▸ Excerpt

This year's US election will hold major implications for government, corporate, and municipal bond markets going forward, says Marilyn Cohen.

Investors interested in fundamentals, and of course looking at the presidential election, how is that going to affect bonds and interest rates in general and the investment environment? My guest today is Marilyn Cohen to talk about that.

So Marilyn, the election is coming up. What are your thoughts here in terms of who wins, what’s going to happen to interest rates and bonds?

I don’t know who is going to win, but I do think that if we have another second Obama administration, the bond market and the bond vigilantes will vote negatively, because they will see another four years of excessive spending, they will see another four years of I guess I should say right out lies about how they’re going to tackle the deficits. I think it will be an ugly four years for bond land.

If the Romney/Ryan ticket makes it, I do think it will be a confidence builder for bonds, because investors will believe that we are going to see cutbacks in spending across the board. It has to be across the board.

I don’t know what people think about Paul Ryan, but I have followed his career and I think he is the single person in Congress that really understands the numbers. He has his arms around not only what these numbers do when they are compounded negatively—meaning Medicare, Medicaid, you know all of the programs that we have and all the spending that we do—and the trajectory we’re on is unsustainable.

People talk about it. The fiscal cliff is on everybody’s lips, but not on the lips of the people that can do something about it.

One of the things we’ve heard just recently that the Fed is lining up for QE3 if they don’t see some improvement. The dollar is still relatively strong. Why haven’t we seen this panic that they’ve printed so much money and interest rates have not risen? What’s going on there? The deficit is still huge. Why aren’t people panicking here?

They aren’t panicking because we are doing better than most, even with our excessive debt. Really, the wild card has been Europe.

▸ Work instructions
1 > Reproduce the bond-market interview from "I don’t know who" to "for bond land.", word for word.
2 > Carry on the bond-market interview past its last sentence, keeping its voice and subject.

▸ Raw data
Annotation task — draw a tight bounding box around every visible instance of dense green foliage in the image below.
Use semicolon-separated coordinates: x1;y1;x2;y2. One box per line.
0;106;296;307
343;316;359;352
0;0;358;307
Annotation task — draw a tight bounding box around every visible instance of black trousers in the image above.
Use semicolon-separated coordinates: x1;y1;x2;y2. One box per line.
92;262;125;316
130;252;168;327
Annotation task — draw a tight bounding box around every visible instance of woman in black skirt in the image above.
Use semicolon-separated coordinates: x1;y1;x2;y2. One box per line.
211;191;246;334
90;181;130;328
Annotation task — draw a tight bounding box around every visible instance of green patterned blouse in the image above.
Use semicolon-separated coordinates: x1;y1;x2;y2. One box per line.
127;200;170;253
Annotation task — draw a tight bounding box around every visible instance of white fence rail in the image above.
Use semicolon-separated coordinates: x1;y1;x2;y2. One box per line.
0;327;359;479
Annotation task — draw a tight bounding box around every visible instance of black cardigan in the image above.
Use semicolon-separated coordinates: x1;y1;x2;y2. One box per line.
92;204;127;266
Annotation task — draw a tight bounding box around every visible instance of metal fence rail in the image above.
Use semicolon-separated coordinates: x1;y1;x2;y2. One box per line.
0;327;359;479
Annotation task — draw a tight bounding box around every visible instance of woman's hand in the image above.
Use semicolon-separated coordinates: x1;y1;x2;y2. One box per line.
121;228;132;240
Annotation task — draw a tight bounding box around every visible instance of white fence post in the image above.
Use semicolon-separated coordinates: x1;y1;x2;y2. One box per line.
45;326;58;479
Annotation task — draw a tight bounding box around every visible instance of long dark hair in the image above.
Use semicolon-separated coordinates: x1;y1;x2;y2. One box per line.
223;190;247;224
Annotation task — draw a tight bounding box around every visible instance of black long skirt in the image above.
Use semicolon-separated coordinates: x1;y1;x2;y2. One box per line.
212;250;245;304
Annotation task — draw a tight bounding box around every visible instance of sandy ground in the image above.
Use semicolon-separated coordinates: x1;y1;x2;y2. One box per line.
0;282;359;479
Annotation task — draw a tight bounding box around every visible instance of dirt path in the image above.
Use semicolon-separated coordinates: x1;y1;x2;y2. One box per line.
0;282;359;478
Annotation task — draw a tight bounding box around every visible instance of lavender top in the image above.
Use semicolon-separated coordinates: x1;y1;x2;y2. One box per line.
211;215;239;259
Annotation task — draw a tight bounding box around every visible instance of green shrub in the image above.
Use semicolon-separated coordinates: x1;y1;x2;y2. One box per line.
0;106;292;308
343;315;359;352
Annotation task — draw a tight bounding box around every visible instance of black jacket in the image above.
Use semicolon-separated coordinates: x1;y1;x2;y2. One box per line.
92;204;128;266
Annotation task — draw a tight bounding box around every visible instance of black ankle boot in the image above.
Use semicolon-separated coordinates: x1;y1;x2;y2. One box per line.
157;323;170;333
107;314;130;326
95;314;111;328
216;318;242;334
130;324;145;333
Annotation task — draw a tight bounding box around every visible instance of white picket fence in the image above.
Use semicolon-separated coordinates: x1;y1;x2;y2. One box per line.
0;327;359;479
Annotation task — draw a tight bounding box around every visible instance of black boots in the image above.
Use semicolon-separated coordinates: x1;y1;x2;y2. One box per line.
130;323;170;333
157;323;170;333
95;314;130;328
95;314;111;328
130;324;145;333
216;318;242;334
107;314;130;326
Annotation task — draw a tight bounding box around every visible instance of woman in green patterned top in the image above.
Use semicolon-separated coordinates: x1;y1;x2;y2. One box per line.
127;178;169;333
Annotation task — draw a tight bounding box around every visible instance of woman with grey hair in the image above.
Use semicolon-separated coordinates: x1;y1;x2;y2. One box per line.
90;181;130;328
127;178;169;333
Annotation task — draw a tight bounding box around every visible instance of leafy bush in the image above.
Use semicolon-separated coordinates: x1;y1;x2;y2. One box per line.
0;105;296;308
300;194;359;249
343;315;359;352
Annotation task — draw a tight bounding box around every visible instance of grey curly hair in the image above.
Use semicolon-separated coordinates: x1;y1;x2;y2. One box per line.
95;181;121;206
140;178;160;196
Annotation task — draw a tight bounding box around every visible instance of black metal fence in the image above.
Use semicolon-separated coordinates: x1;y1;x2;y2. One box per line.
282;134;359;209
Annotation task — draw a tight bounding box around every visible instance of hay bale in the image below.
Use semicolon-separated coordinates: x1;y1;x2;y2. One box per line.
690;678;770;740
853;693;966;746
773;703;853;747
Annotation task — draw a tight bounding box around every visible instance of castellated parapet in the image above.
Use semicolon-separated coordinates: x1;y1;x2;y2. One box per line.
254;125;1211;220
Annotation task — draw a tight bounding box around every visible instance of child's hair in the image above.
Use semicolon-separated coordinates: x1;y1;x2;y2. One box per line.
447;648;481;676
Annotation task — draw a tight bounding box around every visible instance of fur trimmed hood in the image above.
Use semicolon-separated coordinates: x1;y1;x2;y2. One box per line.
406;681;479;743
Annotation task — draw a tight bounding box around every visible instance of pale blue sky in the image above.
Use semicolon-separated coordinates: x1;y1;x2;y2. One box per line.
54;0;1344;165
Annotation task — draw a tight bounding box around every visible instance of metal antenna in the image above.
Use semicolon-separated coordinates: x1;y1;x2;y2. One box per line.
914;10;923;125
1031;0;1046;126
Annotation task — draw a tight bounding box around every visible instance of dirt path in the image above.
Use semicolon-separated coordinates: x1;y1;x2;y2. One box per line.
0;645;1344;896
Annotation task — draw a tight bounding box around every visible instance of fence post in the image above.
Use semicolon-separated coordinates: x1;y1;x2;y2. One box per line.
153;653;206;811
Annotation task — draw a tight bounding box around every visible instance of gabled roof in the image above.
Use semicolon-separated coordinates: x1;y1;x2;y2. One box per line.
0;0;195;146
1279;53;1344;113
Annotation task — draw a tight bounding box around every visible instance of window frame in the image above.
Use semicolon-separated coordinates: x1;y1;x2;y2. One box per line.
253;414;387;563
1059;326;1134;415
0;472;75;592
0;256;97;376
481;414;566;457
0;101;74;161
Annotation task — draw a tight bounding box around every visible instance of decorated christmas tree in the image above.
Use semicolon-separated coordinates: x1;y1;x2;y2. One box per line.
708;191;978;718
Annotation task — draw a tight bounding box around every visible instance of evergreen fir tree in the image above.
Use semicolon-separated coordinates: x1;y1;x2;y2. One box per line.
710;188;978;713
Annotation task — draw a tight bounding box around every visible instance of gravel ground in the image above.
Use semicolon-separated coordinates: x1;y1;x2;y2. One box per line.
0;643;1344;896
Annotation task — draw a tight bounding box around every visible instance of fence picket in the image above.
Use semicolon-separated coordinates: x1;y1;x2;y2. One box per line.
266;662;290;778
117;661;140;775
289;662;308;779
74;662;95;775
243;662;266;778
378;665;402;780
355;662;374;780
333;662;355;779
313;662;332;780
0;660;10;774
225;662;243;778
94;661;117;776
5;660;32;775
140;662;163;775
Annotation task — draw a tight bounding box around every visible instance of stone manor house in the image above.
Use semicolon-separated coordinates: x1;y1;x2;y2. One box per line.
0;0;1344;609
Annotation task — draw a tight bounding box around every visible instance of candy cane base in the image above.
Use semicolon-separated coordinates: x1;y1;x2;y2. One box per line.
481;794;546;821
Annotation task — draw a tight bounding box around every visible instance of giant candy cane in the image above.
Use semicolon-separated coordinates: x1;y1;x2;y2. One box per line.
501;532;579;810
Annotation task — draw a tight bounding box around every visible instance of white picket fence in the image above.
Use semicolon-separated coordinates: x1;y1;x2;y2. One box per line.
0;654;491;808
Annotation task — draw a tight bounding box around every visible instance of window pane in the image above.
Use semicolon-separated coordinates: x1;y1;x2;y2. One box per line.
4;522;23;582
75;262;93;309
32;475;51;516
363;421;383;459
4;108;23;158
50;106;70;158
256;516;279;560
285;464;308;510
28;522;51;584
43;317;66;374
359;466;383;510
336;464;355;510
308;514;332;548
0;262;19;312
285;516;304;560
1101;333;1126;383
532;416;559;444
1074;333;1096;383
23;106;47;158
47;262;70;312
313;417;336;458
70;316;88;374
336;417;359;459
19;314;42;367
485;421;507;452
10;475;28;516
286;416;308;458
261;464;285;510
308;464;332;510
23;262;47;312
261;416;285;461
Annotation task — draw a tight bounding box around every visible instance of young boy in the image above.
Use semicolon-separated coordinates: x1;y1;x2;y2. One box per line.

▸ Results for each task
1 >
I don’t know who is going to win, but I do think that if we have another second Obama administration, the bond market and the bond vigilantes will vote negatively, because they will see another four years of excessive spending, they will see another four years of I guess I should say right out lies about how they’re going to tackle the deficits. I think it will be an ugly four years for bond land.

2 >
The horrific situation in Europe has made the US Treasury market and the corporate-bond market the safe haven. Who would have thought? You wouldn’t have thought this three or four years ago. Until something is resolved in Europe, I think that we will contnue to be the safe haven.

The ten-year has gone from 1.37% to 1.80%, then we’re somewhere in between; that’s still a tight trading range considering that there has been no good news out of Congress. There has no news out of the Senate for the last three and a half years. I mean, they haven’t approved a budget. So I think by default—meaning we are the backup safe haven—it’s going to stay that way until things are resolved in Europe.

All right, so if the opportunities are not in municipal bonds, there might be in some corporate bonds, but how about Treasuries? Is that still a good, safe alternative to find some income, even if it’s just a little bit?

Only if you’re incredibly wealthy and living on the income stream doesn’t matter. I would not put my clients—and I manage portfolios for individual investors like you and me—I would not put them in Treasuries. The yield doesn’t warrant it.

If you want safety and security because you’re scared to death of the financial system coming apart at the seams, then that’s your safe haven. There’s no value there.